In the stretch of records from the line containing "266], [402, 266]]]" through the line containing "217], [175, 213]]]", substitute "[270, 64]" for "[270, 63]" and write those lines out again with nothing else changed.
## BEGIN RAW DATA
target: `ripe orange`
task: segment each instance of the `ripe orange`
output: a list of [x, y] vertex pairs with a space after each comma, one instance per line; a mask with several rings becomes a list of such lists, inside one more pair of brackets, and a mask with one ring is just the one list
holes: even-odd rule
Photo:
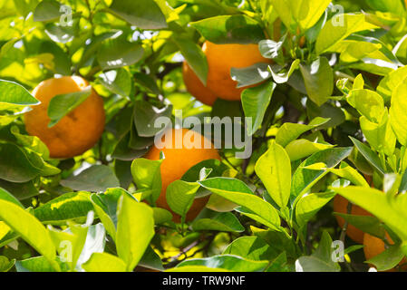
[[[389, 234], [386, 233], [386, 238], [389, 241], [389, 243], [391, 245], [394, 244], [392, 237], [390, 237]], [[385, 248], [385, 244], [384, 242], [376, 237], [373, 237], [372, 235], [369, 235], [367, 233], [365, 233], [363, 235], [363, 252], [364, 252], [364, 256], [366, 257], [366, 260], [370, 260], [371, 258], [376, 256], [377, 255], [383, 253], [386, 248]], [[402, 259], [402, 262], [400, 262], [399, 265], [404, 265], [407, 263], [407, 258]], [[396, 269], [391, 269], [389, 271], [395, 271]], [[402, 270], [403, 271], [407, 271], [407, 266], [402, 266]]]
[[257, 44], [215, 44], [207, 41], [202, 51], [208, 65], [207, 87], [218, 97], [228, 101], [240, 100], [241, 92], [247, 88], [237, 88], [237, 82], [230, 76], [232, 68], [270, 63], [261, 55]]
[[52, 158], [67, 159], [81, 155], [98, 141], [104, 129], [103, 100], [94, 91], [77, 108], [52, 128], [48, 104], [54, 96], [79, 92], [89, 83], [79, 76], [64, 76], [42, 82], [33, 92], [41, 102], [24, 115], [25, 129], [37, 136], [50, 150]]
[[[145, 156], [146, 159], [158, 160], [160, 160], [160, 152], [162, 151], [164, 153], [165, 159], [162, 161], [160, 168], [162, 182], [161, 193], [156, 203], [158, 207], [166, 208], [170, 211], [171, 210], [166, 199], [167, 187], [171, 182], [179, 179], [192, 166], [207, 160], [220, 160], [220, 156], [218, 153], [218, 150], [213, 148], [213, 145], [210, 149], [203, 148], [204, 142], [208, 140], [199, 133], [187, 129], [172, 129], [170, 133], [172, 134], [172, 138], [164, 138], [165, 135], [163, 136], [162, 149], [153, 146]], [[185, 137], [187, 133], [189, 133], [189, 135]], [[169, 134], [169, 136], [170, 135], [170, 134]], [[180, 148], [176, 148], [175, 139], [178, 135], [182, 136], [183, 140], [184, 137], [188, 140], [189, 140], [190, 137], [190, 140], [194, 144], [199, 143], [202, 146], [201, 148], [188, 149], [185, 144], [181, 144], [182, 146], [180, 146]], [[196, 198], [189, 208], [189, 211], [187, 213], [186, 220], [190, 221], [194, 219], [205, 207], [208, 200], [208, 197]], [[173, 213], [173, 215], [174, 221], [179, 222], [180, 217], [175, 213]]]
[[[334, 198], [334, 211], [343, 214], [347, 214], [347, 207], [348, 207], [349, 201], [337, 195]], [[372, 216], [368, 211], [364, 210], [363, 208], [356, 206], [352, 205], [352, 212], [351, 215], [355, 216]], [[339, 227], [343, 227], [344, 225], [344, 219], [342, 217], [335, 216], [336, 221], [338, 222]], [[355, 241], [358, 244], [363, 243], [363, 232], [360, 230], [359, 228], [354, 227], [351, 224], [348, 224], [347, 229], [346, 229], [346, 235], [352, 238], [354, 241]]]
[[188, 65], [187, 62], [182, 64], [182, 76], [188, 92], [193, 95], [198, 101], [208, 106], [212, 106], [218, 99], [215, 93], [208, 89], [199, 78], [195, 74], [194, 71]]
## END RAW DATA
▸ **ANSWER TO THIS EXERCISE**
[[[389, 234], [386, 233], [386, 238], [389, 241], [389, 243], [391, 245], [394, 244], [392, 237], [390, 237]], [[385, 248], [385, 244], [384, 242], [376, 237], [373, 237], [372, 235], [369, 235], [367, 233], [365, 233], [363, 235], [363, 252], [364, 252], [364, 256], [366, 257], [366, 260], [370, 260], [371, 258], [376, 256], [377, 255], [383, 253], [386, 248]], [[402, 259], [402, 262], [400, 262], [399, 265], [404, 265], [407, 263], [407, 258]], [[396, 269], [391, 269], [389, 271], [395, 271]], [[402, 270], [403, 271], [407, 271], [407, 266], [402, 266]]]
[[257, 44], [215, 44], [207, 41], [202, 51], [208, 65], [207, 87], [218, 97], [228, 101], [240, 100], [241, 92], [247, 88], [237, 88], [237, 82], [230, 76], [232, 68], [270, 64], [261, 55]]
[[52, 158], [67, 159], [81, 155], [98, 141], [104, 129], [103, 100], [94, 91], [77, 108], [52, 128], [48, 104], [54, 96], [79, 92], [89, 83], [79, 76], [64, 76], [42, 82], [33, 92], [41, 102], [24, 115], [25, 129], [37, 136], [50, 150]]
[[[145, 156], [146, 159], [158, 160], [160, 160], [160, 152], [162, 151], [164, 153], [165, 159], [162, 161], [160, 168], [162, 182], [161, 193], [156, 203], [158, 207], [166, 208], [170, 211], [171, 210], [166, 199], [167, 187], [171, 182], [179, 179], [192, 166], [207, 160], [220, 160], [220, 156], [218, 153], [218, 150], [213, 148], [213, 145], [210, 149], [203, 148], [204, 142], [208, 140], [199, 133], [187, 129], [172, 129], [170, 133], [172, 134], [172, 138], [164, 138], [165, 135], [163, 136], [162, 149], [153, 146]], [[185, 137], [187, 133], [189, 133], [189, 135]], [[169, 134], [169, 136], [170, 135], [170, 134]], [[180, 148], [176, 148], [175, 139], [178, 135], [182, 136], [183, 140], [184, 137], [188, 140], [189, 140], [190, 137], [190, 140], [194, 144], [199, 143], [202, 146], [201, 148], [188, 149], [185, 144], [181, 144], [182, 146], [180, 146]], [[196, 198], [189, 208], [189, 211], [187, 213], [186, 220], [190, 221], [194, 219], [205, 207], [208, 200], [208, 197]], [[173, 213], [173, 215], [174, 221], [179, 222], [180, 217], [175, 213]]]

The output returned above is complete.